Copy the lines of the listing below without any change, starting with the line containing "request: trace the outline of every instance of the dollop" and continuing through the line containing "568], [449, 578]]]", with both of those lines included.

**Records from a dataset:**
::::::::
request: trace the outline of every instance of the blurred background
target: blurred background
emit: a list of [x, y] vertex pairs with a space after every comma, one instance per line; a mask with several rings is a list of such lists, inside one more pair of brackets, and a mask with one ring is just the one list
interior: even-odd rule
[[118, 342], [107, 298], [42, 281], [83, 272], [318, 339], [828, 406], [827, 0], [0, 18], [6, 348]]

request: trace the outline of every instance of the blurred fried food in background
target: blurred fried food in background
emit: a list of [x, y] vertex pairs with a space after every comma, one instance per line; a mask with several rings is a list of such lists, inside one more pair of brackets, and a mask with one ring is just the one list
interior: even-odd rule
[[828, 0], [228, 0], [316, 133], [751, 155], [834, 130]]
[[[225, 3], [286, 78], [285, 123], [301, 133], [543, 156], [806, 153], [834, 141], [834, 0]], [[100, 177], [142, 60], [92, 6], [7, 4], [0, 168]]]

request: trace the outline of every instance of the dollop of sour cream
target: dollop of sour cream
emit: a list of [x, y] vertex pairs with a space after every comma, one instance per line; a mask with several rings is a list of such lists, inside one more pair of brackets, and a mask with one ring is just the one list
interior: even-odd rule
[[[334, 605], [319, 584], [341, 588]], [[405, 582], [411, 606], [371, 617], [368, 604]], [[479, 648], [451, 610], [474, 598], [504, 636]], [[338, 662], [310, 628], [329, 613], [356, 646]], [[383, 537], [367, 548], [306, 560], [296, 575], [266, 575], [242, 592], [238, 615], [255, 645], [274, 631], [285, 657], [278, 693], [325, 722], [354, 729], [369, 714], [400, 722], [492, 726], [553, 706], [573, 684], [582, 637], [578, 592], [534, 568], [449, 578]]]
::::::::
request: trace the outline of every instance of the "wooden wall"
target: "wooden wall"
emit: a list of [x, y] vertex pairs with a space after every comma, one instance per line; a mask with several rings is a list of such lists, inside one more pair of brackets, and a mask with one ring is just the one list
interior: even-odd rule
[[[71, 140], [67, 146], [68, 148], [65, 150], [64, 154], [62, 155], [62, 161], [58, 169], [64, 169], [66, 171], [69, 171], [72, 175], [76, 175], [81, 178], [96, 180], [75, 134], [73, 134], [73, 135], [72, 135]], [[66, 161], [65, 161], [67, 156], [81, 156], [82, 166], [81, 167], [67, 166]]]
::::::::
**Correct response:**
request: trace the outline of every instance of the dollop of sour cream
target: dollop of sour cream
emit: a list of [x, y] vertex pairs with a space after every comma, one instance per line; a mask with several rings is a list of such lists, inside one more pair of brackets, and a mask with one ring is just the one list
interior: even-odd rule
[[[334, 605], [319, 584], [341, 588]], [[405, 582], [411, 606], [371, 617], [368, 604]], [[479, 648], [451, 610], [474, 598], [504, 636]], [[338, 662], [310, 628], [329, 613], [356, 646]], [[383, 537], [367, 548], [306, 560], [296, 575], [266, 575], [242, 592], [238, 615], [255, 645], [274, 631], [285, 657], [278, 693], [325, 722], [354, 729], [369, 714], [400, 722], [492, 726], [553, 706], [573, 684], [582, 637], [578, 592], [534, 568], [449, 578]]]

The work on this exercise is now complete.